** start Document excerpt **

Monday, Jun. 14, 1971

A Simple Spectacular at the White House

JUST after 4 on Saturday afternoon, the Army Band will sound Jeremiah Clarke's Trumpet Voluntary. At that signal, Richard Nixon will lead his daughter 'Tricia down the wisteria-laced stairs from the Blue Room balcony and into the White House Rose Garden. There, in front of a bowered altar just outside the President's Oval Office, before 400 guests, Tricia Nixon will become Mrs. Edward Finch Cox.

Except for the fact that the father of the bride is President of the U.S., the Nixon-Cox nuptials would attract little more public attention than, perhaps, a few paragraphs in the Sunday New York Times, Eastern society's county clerk. But a White House wedding, whoever the incumbent or the bride, has a certain nimbus of history about it. Tricia's will be the fourth presidential wedding in five years, counting Julie Nixon's marriage to David Eisenhower when her father was President-elect; yet repetition has not much dimmed the novelty. Enough atavistic American love of royalty and appetite for pageant remain, along with gossips' curiosity about the powerful, to make it a kind of minor national ceremony.

The betrothed merit close scrutiny. Unlike, say, Luci Johnson, who was a fairly girlish and unformed 19 when she married Pat Nugent, Tricia Nixon, at 25, is a young lady of high, imperious and sometimes mysterious definition. Whatever the lollipop image her Buster Brown hats and patent shoes may have given her, Tricia is a cool, self-possessed woman with a porcelain near beauty and a talent for conservative mots. Some detect in her a steely if youthful combination of the manner of Grace Kelly and the views, not so oft expressed, of Martha Mitchell. And, of course, a psychogenetic blend of Pat and Richard Nixon.

Ed Cox is a fascinatingly subtle contrast. A tall (6 ft. 1 in.), circumspect liberal Republican seven months younger than his bride, he is a scion of Eastern gentry who trace their bloodlines back to the Revolution. He served as one of the original Nader's Raiders, and his reticent charm, some friends believe, masks an incisive intelligence and healthy ambition. It is an American marriage to be reckoned with.

Some in New York's Social Register set believe that the marriage is somehow vaguely morganatic. Eddie's mother, Anne Finch, is descended from Robert R. Livingston, who signed the Declaration of Independence, administered the oath of office to George Washington and was envoy to France in Napoleon's time. His statue stands in the Capitol's Statuary Hall. The other side of the argument is that the daughter of an American President does not marry up. In a meritocratic society, it is not convincing to suggest that the groom outranks the bride socially because of a forebear's accomplishments six generations back.

In some ways, a White House wedding reflects the style of a presidency. Luci Johnson was married in the largest Roman Catholic church in the Western Hemisphere--in a ceremony to which, as Comedienne Edie Adams said, "only the immediate country was invited." Tricia's wedding will obey a Nixonian instinct for the via media. It will be neither the largest nor smallest: a simple spectacular.

** end Document excerpt **

Exercise details: Translate this sentence from the article about Tricia Nixon's White House wedding into Spanish: "It will be neither the largest nor smallest: a simple spectacular."

** start Extracted material **

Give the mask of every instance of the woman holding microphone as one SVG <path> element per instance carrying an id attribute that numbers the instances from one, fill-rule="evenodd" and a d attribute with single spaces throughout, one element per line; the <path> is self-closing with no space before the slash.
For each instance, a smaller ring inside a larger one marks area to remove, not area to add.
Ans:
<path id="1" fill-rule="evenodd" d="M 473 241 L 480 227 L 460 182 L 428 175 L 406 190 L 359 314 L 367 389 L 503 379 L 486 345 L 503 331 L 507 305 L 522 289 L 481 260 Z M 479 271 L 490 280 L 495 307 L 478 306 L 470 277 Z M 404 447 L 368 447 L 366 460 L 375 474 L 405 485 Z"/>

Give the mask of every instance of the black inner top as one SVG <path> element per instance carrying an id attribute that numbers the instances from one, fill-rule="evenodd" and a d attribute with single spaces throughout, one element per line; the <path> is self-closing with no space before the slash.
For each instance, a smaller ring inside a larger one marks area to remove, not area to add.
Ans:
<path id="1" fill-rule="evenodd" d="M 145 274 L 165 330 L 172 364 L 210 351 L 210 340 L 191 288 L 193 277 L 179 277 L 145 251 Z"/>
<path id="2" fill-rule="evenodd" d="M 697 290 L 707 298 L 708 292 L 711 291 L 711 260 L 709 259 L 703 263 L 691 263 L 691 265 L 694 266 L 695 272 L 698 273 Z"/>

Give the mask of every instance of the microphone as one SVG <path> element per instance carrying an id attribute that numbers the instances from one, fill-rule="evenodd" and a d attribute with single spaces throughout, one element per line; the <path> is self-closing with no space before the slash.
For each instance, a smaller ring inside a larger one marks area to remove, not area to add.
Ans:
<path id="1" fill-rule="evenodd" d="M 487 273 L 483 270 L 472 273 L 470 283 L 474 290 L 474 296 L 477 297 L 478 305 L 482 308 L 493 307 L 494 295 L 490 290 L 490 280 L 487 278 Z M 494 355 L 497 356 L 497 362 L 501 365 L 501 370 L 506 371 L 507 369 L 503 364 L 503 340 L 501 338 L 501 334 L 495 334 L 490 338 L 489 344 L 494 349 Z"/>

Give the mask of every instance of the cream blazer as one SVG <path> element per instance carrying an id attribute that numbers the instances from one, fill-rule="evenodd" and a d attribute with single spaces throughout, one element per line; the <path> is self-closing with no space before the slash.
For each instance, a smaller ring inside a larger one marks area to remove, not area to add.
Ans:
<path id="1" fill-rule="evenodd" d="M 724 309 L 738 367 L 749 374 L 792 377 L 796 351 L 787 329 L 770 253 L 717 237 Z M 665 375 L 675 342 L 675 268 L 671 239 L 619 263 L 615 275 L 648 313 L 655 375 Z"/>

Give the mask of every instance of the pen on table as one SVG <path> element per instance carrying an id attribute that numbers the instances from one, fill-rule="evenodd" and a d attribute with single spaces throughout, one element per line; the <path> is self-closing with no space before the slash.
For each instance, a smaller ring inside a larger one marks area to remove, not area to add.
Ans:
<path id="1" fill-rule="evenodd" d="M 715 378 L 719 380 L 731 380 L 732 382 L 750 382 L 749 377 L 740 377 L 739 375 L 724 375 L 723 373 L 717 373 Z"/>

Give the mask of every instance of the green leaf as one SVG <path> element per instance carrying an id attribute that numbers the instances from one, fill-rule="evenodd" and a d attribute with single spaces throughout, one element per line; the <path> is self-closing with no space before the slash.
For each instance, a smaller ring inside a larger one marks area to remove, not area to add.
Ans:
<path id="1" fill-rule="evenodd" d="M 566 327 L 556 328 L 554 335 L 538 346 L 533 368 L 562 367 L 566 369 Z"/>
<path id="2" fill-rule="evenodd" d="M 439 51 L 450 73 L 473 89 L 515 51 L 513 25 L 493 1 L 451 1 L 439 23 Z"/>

** end Extracted material **

Finished answer: No será ni la más grande ni la más pequeña: un espectáculo sencillo.